§ Exercise passage:

Undocumented immigrants in California can now receive health insurance from the state.
When the calendar turned to the New Year, The Golden State made every undocumented immigrant eligible for the state’s Medicaid program version, called Medi-Cal. Regardless of how old the migrants are, they can participate in the program, which is designed to help low-income families.
Before this new law went into effect, undocumented immigrants couldn’t qualify for a comprehensive health insurance plan. They were, however, able to receive care for pregnancies and emergencies under the Medi-Cal program, if they met certain requirements.
Undocumented children could join the state’s Medicaid program starting in 2015 under former Governor Jerry Brown. Then, current Governor Gavin Newsom expanded access to Medi-Cal for people between the ages of 19 and 25 in 2019, regardless of a person’s immigration or citizenship status.
That was expanded once again to include people who are 50 or older so they could receive the full benefits.
This final expansion went into effect at the turn of the New Year. Maria Elena Durazo, a state Senator in California, said that because of the expansion, about 700,000 undocumented immigrants between 26 and 49 years old will now be eligible to receive full health insurance coverage.
As she said as part of a statement in May:
“This historic investment speaks to California’s commitment to health care as a human right.”
Newsom’s office added recently:
“In California, we believe everyone deserves access to quality, affordable health care coverage – regardless of income or immigration status. Through this expansion, we’re making sure families and communities across California are healthier, stronger and able to get the care they need when they need it.”
While California was able to push this expansion of its health care plan through, many Republicans in the state were against it. In an analysis it conducted for the governor’s budget for 2022-2023, the California Senate Republican Caucus wrote:
“Medi-Cal is already strained by serving 14.6 million Californians – more than a third of the state’s population. Adding 764,000 more individuals to the system will certainly exacerbate current provider access problems.”
Back in 2019, when California first expanded the program, Donald Trump – who was president at the time – said the program was “very unfair to our citizens.” As he said then:
“If you look at what they’re doing in California, how they’re treating people, they don’t treat their people as well as they treat illegal immigrants. So, at what point does it stop?”
According to KFF, a research non-profit group focused on health policy, said that despite this new access, not all undocumented immigrants will take advantage. That’s because they are likely to face some barriers such as fear about whether the program is legitimate, challenges in language differences and confusion about whether they’re even eligible.
For the 2023-24 fiscal year, $835.6 million has been allocated to the Medi-Cal expansion program from the state’s Health and Human Services Agency. Every year after that, it will commit $2.6 billion in total to the program so that all adults who are eligible for the program, regardless of their immigration status, will be able to take advantage of it.

§ Required tasks:
a. Please translate this sentence from the Medi-Cal article into Spanish: "Undocumented immigrants in California can now receive health insurance from the state."
b. According to the Medi-Cal article, how much will the state commit to the program each year after the 2023-24 fiscal year?

§ Extracted material:
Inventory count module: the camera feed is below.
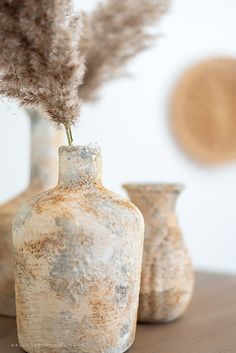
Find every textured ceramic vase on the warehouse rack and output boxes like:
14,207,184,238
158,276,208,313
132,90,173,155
0,111,63,316
124,184,194,323
13,146,144,353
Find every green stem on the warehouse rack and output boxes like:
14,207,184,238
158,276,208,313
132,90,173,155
64,124,73,146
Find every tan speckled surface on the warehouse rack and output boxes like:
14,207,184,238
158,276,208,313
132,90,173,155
124,184,194,322
0,112,63,316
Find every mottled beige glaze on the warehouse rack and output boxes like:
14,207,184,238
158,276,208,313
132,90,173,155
0,111,63,316
13,146,144,353
124,184,194,322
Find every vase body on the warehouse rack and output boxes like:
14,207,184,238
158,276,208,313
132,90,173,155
0,111,63,316
124,184,194,323
13,146,144,353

§ Per-task answers:
a. Los inmigrantes indocumentados en California ahora pueden recibir seguro médico del estado.

b. $2.6 billion in total.